■ **PROVIDED ENTRIES**
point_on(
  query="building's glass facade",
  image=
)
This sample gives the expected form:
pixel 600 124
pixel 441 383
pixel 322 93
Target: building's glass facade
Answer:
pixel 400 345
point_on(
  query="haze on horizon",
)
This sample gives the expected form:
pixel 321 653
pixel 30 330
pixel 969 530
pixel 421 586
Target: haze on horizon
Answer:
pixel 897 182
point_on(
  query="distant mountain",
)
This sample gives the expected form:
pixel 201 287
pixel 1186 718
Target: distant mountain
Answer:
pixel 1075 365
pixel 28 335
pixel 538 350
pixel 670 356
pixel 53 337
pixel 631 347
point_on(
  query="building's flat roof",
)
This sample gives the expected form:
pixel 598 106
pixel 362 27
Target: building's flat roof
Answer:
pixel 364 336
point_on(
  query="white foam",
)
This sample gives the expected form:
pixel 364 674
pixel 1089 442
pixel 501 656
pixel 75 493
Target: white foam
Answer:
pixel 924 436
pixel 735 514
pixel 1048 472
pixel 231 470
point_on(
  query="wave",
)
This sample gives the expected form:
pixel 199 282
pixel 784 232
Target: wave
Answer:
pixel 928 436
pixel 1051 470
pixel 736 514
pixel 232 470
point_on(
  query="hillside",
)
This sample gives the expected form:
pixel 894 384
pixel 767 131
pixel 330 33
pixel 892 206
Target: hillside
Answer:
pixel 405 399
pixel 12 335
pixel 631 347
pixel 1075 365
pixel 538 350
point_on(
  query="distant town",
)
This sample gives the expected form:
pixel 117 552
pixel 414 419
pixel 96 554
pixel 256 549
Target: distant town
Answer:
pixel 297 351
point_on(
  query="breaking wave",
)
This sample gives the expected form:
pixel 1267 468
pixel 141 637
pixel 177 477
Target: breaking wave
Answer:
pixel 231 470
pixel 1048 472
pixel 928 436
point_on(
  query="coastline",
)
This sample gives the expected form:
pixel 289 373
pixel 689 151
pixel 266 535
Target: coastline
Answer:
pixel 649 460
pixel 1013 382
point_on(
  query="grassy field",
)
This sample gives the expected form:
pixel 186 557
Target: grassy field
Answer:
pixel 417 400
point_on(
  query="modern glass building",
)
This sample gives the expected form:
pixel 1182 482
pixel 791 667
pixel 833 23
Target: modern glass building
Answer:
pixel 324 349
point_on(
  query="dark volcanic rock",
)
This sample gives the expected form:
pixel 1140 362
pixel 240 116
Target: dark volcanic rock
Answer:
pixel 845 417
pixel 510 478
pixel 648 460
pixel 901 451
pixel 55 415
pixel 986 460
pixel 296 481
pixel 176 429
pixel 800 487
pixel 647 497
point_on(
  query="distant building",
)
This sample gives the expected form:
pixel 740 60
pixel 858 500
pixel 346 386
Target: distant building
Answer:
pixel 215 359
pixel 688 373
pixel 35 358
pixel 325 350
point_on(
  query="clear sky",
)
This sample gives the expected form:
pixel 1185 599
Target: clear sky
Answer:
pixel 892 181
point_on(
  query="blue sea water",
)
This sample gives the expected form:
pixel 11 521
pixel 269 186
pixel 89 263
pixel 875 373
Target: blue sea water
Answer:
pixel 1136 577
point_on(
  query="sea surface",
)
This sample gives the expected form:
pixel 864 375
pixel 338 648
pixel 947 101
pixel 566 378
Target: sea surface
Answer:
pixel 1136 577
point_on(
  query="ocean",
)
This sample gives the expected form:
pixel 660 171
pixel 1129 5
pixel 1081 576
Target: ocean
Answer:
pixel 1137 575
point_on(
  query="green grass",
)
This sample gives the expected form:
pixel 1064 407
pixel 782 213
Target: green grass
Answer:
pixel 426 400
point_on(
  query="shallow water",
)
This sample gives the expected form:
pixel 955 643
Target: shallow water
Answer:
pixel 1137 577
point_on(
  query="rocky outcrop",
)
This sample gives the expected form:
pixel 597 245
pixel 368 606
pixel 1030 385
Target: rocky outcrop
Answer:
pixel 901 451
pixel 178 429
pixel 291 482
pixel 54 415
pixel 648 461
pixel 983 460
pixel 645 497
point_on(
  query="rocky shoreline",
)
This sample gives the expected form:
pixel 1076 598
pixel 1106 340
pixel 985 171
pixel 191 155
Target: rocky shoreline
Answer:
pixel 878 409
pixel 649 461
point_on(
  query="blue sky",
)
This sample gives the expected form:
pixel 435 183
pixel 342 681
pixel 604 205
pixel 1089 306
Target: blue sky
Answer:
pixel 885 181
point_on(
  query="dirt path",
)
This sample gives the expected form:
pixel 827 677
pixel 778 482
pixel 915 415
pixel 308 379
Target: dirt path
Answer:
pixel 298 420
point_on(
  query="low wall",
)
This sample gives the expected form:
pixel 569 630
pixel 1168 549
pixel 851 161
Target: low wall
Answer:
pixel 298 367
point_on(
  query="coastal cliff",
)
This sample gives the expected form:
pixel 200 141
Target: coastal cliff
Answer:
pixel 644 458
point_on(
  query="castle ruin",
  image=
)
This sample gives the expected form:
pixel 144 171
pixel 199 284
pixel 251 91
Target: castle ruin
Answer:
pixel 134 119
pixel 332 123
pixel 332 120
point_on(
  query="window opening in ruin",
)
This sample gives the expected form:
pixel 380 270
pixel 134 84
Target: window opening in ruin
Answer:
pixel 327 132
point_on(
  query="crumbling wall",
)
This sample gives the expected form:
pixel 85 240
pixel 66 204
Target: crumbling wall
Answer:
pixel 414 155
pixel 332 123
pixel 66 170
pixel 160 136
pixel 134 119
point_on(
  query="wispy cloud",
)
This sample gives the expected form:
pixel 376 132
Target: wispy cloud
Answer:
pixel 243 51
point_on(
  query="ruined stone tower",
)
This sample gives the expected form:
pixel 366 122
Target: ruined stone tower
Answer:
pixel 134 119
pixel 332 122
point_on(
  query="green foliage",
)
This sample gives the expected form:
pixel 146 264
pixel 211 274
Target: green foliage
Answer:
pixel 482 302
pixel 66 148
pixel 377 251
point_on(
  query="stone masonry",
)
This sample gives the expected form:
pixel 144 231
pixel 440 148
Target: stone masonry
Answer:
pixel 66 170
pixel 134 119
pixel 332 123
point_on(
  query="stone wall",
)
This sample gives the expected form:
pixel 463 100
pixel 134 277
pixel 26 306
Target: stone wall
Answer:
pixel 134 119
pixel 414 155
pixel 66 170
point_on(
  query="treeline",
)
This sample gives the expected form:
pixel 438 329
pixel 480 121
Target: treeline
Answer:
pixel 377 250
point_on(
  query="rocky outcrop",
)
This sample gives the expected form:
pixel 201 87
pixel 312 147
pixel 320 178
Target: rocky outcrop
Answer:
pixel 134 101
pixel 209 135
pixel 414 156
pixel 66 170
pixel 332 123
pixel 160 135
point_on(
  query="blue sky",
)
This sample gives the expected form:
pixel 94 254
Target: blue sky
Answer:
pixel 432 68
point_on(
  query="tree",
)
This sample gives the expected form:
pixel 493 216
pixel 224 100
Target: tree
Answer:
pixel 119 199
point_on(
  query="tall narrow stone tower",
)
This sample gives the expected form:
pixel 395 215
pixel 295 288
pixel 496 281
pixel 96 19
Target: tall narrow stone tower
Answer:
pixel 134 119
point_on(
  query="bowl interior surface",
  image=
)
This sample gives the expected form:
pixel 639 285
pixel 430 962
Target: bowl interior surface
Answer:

■ **REQUIRED WORK**
Search the entries above for "wave". Return every line that has it.

■ **THE COMPLETED TASK**
  query="wave",
Target: wave
  query="breaking wave",
Target: breaking wave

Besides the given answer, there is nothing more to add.